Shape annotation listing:
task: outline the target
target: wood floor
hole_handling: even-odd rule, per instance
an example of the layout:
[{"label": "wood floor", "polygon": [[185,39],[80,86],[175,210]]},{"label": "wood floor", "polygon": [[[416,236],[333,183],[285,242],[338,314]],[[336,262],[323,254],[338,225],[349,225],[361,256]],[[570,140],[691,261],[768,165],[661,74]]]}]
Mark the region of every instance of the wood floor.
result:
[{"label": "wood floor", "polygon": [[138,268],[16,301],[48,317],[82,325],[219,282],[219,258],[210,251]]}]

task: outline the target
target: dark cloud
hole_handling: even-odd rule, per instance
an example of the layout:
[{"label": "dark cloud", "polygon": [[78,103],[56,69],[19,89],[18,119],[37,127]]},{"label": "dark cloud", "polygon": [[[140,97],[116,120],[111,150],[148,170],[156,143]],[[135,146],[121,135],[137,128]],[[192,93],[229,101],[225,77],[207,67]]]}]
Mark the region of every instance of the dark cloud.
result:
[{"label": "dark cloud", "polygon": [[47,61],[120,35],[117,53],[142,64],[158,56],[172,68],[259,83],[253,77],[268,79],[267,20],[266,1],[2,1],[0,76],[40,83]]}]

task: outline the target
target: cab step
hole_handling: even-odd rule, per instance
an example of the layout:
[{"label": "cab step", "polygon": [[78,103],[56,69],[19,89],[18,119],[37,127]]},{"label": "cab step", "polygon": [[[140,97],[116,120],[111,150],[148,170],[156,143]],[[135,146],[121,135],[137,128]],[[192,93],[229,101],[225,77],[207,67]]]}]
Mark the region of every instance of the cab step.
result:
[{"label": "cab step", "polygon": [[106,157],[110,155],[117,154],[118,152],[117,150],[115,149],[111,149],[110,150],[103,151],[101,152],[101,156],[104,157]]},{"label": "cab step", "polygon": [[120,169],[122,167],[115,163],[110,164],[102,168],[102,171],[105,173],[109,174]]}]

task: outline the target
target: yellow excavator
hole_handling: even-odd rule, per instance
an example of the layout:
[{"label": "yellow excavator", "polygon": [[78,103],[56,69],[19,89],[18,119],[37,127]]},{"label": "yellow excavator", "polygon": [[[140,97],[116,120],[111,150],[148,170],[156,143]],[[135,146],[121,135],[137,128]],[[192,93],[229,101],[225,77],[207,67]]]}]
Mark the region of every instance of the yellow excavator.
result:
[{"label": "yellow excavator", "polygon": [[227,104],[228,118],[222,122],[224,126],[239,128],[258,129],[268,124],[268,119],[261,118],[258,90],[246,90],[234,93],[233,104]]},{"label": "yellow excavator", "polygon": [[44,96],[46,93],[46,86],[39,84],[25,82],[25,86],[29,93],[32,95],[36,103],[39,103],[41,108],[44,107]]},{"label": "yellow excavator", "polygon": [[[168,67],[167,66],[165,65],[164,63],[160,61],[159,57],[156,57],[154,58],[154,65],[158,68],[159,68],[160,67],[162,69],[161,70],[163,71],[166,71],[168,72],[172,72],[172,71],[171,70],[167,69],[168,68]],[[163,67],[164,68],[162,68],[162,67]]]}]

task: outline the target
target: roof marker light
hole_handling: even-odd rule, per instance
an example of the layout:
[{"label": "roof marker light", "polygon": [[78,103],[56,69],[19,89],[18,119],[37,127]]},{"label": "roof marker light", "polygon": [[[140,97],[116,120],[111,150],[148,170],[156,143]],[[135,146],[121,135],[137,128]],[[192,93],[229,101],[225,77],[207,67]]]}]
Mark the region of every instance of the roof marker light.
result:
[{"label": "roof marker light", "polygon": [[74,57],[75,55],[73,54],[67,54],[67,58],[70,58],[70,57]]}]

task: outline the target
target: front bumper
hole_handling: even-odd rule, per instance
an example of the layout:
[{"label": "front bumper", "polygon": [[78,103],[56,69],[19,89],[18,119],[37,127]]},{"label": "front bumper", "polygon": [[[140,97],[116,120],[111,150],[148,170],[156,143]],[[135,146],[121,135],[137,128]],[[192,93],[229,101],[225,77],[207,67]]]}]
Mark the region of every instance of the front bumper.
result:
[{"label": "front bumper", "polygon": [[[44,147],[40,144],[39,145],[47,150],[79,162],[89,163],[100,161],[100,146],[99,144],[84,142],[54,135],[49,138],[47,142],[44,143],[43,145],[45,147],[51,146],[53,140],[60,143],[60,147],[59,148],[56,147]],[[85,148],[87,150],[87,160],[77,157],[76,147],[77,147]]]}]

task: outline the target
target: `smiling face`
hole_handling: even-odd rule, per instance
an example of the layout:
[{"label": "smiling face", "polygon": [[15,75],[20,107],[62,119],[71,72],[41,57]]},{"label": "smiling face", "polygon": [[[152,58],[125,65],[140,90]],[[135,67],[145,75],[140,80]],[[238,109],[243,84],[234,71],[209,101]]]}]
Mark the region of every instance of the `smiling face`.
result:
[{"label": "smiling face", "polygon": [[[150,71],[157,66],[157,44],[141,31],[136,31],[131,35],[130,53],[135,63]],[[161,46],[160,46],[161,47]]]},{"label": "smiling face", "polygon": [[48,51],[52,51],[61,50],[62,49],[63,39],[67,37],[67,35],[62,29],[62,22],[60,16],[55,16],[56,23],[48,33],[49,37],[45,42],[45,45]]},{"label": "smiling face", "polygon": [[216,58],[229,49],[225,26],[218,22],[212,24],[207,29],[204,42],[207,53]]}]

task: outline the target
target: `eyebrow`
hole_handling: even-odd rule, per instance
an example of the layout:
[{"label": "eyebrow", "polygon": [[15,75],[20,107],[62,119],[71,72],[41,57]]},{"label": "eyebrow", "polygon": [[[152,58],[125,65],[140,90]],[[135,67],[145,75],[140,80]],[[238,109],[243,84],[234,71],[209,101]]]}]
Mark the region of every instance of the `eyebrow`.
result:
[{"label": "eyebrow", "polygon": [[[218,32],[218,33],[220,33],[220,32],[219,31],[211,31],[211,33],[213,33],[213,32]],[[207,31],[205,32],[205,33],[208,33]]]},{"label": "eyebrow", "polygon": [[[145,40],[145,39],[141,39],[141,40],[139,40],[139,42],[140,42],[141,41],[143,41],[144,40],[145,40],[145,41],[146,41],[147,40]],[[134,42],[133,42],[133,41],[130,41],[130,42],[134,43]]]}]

• _What the task asks_
Find every line of the listing above that contains the string "region", matching case exactly, and copy each such line in full.

• _Correct output_
Mark the region of every instance of the wood floor.
Mark the region of every instance of the dark cloud.
Mark the region of every instance of the cab step.
Mark the region of every instance of the yellow excavator.
Mark the region of every instance of the roof marker light.
Mark the region of every instance of the front bumper.
Mark the region of every instance of the `smiling face`.
Mark the region of every instance of the `eyebrow`.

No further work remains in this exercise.